How to Price a Coaching Program: 3 Common Mistakes Doctors Should Avoid
Most doctors don’t fail in business because of a lack of skill or strategy.
They fail because they second-guess what they’re worth.
Pricing is one of the first decisions you’ll make as a coach or consultant—and one of the most emotional. I’ve seen brilliant physicians with life-changing offers freeze up the moment they have to put a number on it.
You crowdsource numbers in Facebook groups, copy other people’s prices without understanding their offer, or slap on a number that feels “reasonable” instead of profitable.
That ends today.
As a business coach for doctors who want to replace their clinical income, I’ve seen this firsthand—and lived it. So let’s get into the three most common pricing mistakes I see (and what to do instead).
❌ Mistake #1: Pricing Based on What You Think People Can Afford
Your price shouldn’t be based on what you think people are willing to pay.
Your price should be based on:
The transformation your offer provides
Your unique lived experience + professional expertise
The value of the outcome (not how long it takes to deliver)
When you underprice, especially as a doctor, it signals a lack of confidence. People trust doctors to guide them through some of life’s hardest moments—your coaching should reflect that same level of leadership and decisiveness.
💡 Try this instead:
Price based on the before and after your client will experience, not the number of calls or deliverables. If your offer helps someone radically change their life, career, or income… it’s worth more than $297.
❌ Mistake #2: Charging Hourly (or Thinking Time = Value)
You didn’t go into medicine to trade time for money. So why recreate that same trap in your coaching business?
Hourly pricing keeps you stuck in a productivity mindset. You start asking, “Did I do enough to justify this price?” instead of focusing on whether the client is getting results.
Doctors are trained to “do more” to prove our worth. But in business, value is about clarity, outcomes, and transformation—not clocking hours.
💡 Try this instead:
Package your offer based on the result, not the time. Your client isn’t paying for a 60-minute call. They’re paying to solve a problem they haven’t been able to fix on their own.
❌ Mistake #3: Letting Fear or Guilt Dictate the Price
You’re not being greedy by charging more. You’re being strategic.
Most doctors I work with say things like:
“But I want to make it affordable.”
“What if no one pays that?”
“I’m not doing this for the money…”

—————

# Complete the following:
#1 Answer these questions from the pricing article:
(a) According to its opening, why do most doctors fail in business?
(b) An offer that helps someone radically change their life, career, or income is said to be worth more than what dollar amount?
(c) For what length of call does the article say the client is not paying?
#2 Reproduce the pricing article's text between "Hourly pricing keeps" and "on their own.", inclusive.
None of the lines after the pricing article are needed.

# Record extracts:
—————

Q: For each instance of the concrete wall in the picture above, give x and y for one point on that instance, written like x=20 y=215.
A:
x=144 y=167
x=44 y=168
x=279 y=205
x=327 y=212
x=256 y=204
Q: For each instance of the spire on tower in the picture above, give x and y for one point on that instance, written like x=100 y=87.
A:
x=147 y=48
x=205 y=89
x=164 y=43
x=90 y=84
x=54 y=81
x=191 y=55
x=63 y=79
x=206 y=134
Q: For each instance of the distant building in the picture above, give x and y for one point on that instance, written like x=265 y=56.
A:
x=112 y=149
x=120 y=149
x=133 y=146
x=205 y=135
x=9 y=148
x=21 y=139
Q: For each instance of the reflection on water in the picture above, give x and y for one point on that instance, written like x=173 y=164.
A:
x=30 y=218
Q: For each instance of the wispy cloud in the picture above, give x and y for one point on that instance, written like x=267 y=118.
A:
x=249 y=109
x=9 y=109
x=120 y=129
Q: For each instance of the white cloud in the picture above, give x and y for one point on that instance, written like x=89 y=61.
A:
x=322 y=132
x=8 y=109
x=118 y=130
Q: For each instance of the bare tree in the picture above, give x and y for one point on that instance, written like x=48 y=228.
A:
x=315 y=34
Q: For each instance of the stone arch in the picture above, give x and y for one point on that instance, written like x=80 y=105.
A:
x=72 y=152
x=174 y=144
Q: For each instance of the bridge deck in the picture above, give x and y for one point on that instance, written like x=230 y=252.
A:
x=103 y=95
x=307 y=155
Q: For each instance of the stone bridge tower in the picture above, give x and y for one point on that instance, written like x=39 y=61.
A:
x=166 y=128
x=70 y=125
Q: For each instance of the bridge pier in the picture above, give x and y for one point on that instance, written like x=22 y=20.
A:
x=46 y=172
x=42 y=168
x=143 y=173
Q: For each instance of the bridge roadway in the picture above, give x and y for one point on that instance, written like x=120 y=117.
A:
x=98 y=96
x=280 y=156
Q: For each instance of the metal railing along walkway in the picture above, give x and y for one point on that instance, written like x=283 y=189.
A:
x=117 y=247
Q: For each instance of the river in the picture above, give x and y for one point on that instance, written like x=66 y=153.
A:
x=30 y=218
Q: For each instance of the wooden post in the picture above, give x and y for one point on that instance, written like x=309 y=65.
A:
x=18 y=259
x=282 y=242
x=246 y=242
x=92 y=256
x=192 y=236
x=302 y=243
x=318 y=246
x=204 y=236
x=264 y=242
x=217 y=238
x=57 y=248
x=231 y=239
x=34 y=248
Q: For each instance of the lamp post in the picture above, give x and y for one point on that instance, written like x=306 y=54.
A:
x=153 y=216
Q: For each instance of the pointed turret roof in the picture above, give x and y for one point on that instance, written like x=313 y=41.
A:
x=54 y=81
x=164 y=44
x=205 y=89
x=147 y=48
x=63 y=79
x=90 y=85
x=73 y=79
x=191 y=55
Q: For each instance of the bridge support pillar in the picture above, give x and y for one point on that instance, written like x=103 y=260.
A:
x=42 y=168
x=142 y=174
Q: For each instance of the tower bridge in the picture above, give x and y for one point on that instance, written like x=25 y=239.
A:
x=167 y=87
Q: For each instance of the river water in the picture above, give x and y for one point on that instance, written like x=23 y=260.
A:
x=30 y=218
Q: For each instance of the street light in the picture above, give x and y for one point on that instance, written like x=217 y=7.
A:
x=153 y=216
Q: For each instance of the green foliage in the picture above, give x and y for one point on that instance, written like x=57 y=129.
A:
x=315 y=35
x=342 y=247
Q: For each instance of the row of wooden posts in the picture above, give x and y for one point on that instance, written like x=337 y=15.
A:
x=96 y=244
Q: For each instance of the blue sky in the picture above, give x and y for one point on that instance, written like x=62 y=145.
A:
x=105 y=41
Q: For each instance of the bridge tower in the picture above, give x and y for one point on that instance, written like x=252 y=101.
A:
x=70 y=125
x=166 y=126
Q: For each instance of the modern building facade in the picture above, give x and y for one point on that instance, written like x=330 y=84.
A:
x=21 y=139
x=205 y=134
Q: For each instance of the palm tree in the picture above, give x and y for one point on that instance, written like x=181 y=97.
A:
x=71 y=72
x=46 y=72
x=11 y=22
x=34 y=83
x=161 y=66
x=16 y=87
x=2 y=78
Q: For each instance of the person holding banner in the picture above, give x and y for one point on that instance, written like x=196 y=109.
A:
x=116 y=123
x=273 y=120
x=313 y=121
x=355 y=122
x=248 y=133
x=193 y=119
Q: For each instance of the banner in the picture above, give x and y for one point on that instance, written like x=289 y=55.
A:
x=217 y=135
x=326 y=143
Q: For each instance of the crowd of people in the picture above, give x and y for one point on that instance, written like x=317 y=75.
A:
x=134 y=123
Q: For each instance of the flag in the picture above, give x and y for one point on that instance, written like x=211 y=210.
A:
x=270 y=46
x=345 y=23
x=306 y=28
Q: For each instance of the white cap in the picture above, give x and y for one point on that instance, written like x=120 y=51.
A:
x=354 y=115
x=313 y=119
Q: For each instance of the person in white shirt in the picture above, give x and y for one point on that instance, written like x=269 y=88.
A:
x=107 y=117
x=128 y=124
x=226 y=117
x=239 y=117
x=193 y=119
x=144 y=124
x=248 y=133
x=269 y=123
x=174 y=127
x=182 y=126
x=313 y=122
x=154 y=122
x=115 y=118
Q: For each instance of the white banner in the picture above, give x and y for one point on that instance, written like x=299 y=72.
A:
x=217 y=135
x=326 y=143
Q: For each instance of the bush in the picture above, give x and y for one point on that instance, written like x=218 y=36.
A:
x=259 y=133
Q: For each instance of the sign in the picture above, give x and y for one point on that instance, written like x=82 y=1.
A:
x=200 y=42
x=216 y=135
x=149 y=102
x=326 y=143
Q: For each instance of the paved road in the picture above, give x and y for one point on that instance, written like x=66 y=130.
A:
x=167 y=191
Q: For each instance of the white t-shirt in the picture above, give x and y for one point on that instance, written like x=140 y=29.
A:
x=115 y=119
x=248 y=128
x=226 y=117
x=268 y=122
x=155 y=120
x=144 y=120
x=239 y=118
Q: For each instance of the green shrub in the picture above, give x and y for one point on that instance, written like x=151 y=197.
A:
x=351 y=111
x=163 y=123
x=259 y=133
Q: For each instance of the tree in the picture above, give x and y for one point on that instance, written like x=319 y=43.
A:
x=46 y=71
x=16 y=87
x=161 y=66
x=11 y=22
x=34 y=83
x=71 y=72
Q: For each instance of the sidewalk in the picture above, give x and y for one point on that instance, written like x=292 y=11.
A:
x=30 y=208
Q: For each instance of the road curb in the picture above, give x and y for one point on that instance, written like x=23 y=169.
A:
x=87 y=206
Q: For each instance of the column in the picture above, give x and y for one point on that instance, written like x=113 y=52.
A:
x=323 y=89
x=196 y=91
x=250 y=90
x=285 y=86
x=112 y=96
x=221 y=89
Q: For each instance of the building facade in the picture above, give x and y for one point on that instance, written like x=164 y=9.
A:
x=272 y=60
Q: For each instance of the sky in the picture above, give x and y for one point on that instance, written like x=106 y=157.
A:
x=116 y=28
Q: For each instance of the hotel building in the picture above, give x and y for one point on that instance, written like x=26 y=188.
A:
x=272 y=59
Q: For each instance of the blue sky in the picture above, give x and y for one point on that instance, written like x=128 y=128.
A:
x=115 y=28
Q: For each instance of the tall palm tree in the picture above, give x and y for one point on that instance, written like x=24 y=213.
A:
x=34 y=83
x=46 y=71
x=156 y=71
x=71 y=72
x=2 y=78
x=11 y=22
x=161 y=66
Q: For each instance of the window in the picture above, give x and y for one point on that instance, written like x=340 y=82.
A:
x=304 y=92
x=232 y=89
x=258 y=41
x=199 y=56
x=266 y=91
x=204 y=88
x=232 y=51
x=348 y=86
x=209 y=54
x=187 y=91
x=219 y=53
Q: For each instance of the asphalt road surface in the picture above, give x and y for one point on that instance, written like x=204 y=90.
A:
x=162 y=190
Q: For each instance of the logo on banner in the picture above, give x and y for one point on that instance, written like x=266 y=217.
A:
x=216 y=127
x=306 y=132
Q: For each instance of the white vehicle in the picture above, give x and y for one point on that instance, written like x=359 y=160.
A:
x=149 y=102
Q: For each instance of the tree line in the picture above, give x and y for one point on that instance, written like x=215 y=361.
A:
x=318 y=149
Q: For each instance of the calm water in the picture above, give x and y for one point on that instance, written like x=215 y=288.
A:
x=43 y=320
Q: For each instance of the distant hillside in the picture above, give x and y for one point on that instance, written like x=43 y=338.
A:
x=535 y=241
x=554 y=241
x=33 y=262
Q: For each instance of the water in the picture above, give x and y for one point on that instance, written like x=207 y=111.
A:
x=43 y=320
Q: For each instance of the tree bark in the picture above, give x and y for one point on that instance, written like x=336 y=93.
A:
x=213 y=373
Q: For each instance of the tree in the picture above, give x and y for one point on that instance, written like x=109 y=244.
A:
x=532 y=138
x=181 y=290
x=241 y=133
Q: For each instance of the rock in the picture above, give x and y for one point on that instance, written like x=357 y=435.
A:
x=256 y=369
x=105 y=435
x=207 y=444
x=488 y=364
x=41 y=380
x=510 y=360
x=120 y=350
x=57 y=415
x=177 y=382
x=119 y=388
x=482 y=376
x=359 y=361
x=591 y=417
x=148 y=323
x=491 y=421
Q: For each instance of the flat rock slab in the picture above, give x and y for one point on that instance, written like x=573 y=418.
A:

—————

# Responses by task:
#1
(a) They second-guess what they're worth.
(b) $297
(c) A 60-minute call

#2
Hourly pricing keeps you stuck in a productivity mindset. You start asking, “Did I do enough to justify this price?” instead of focusing on whether the client is getting results.
Doctors are trained to “do more” to prove our worth. But in business, value is about clarity, outcomes, and transformation—not clocking hours.
💡 Try this instead:
Package your offer based on the result, not the time. Your client isn’t paying for a 60-minute call. They’re paying to solve a problem they haven’t been able to fix on their own.